BEGIN
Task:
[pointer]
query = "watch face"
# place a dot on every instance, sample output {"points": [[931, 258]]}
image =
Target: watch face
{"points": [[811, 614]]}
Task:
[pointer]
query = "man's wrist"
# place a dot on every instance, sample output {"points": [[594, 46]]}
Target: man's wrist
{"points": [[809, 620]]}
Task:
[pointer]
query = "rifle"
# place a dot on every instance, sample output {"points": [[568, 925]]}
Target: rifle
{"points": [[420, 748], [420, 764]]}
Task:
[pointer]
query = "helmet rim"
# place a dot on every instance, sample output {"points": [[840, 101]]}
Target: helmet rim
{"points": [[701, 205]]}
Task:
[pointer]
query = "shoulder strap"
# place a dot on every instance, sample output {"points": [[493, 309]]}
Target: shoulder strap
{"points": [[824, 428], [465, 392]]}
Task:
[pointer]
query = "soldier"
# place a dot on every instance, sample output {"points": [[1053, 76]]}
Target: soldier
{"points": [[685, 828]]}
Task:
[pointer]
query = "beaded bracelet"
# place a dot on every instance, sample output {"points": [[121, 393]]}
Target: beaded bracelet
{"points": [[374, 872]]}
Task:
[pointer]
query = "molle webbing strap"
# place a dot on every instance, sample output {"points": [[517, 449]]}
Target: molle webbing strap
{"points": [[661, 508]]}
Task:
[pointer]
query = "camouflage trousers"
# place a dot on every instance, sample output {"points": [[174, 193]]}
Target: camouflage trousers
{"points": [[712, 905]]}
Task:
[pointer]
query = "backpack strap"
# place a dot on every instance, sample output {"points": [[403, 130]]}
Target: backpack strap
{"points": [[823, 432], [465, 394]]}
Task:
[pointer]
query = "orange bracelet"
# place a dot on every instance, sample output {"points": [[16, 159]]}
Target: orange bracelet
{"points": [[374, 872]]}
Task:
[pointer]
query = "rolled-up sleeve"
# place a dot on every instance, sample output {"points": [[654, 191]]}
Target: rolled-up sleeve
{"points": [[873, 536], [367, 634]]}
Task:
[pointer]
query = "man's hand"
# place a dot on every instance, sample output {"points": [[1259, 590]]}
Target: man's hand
END
### ACTION ITEM
Write out the records. Leave nothing out and change nothing.

### RESULT OF THE EXERCISE
Task:
[pointer]
query = "watch face"
# place a dot on every instance, sample output {"points": [[931, 258]]}
image =
Target: watch face
{"points": [[811, 614]]}
Task:
[pointer]
query = "man's wrist"
# place a dot on every instance, sample output {"points": [[594, 46]]}
Target: man's wrist
{"points": [[809, 620]]}
Task:
[pointer]
query = "rifle"
# place a dot on every instance, sample output {"points": [[568, 925]]}
Target: rifle
{"points": [[420, 748], [420, 764]]}
Task:
[pointer]
query = "helmet rim"
# place a dot on every instance, sample output {"points": [[840, 101]]}
Target: helmet rim
{"points": [[701, 205]]}
Task:
[pointer]
query = "shoulder strap"
# place a dot on every instance, sample output {"points": [[493, 309]]}
Target: shoulder strap
{"points": [[824, 428], [465, 392]]}
Task:
[pointer]
query = "soldier"
# place a dot on every instance, sample output {"points": [[1053, 76]]}
Target: soldier
{"points": [[685, 828]]}
Task:
[pointer]
query = "beaded bracelet"
# place a dot on every instance, sample output {"points": [[121, 393]]}
Target: beaded bracelet
{"points": [[374, 872]]}
Task:
[pointer]
query = "molle webbing strap"
# place a dot on every instance, sample output {"points": [[517, 449]]}
Target: molle webbing strap
{"points": [[661, 508]]}
Task:
[pointer]
query = "camouflage trousers"
# place a dot on every instance, sample output {"points": [[174, 193]]}
Target: camouflage trousers
{"points": [[712, 905]]}
Task:
[pointer]
query = "backpack strap"
# place a dot on every instance, sample output {"points": [[403, 130]]}
Target: backpack strap
{"points": [[823, 432], [465, 394]]}
Task:
[pointer]
query = "orange bracelet"
# place a dot on every instance, sample output {"points": [[16, 159]]}
Target: orange bracelet
{"points": [[374, 872]]}
Task:
[pointer]
query = "rolled-up sleeve"
# place a dot on every instance, sample output {"points": [[654, 191]]}
Target: rolled-up sleeve
{"points": [[873, 536], [367, 634]]}
Task:
[pointer]
query = "man's hand"
# place a dot on every instance, sample output {"points": [[1259, 590]]}
Target: man's hand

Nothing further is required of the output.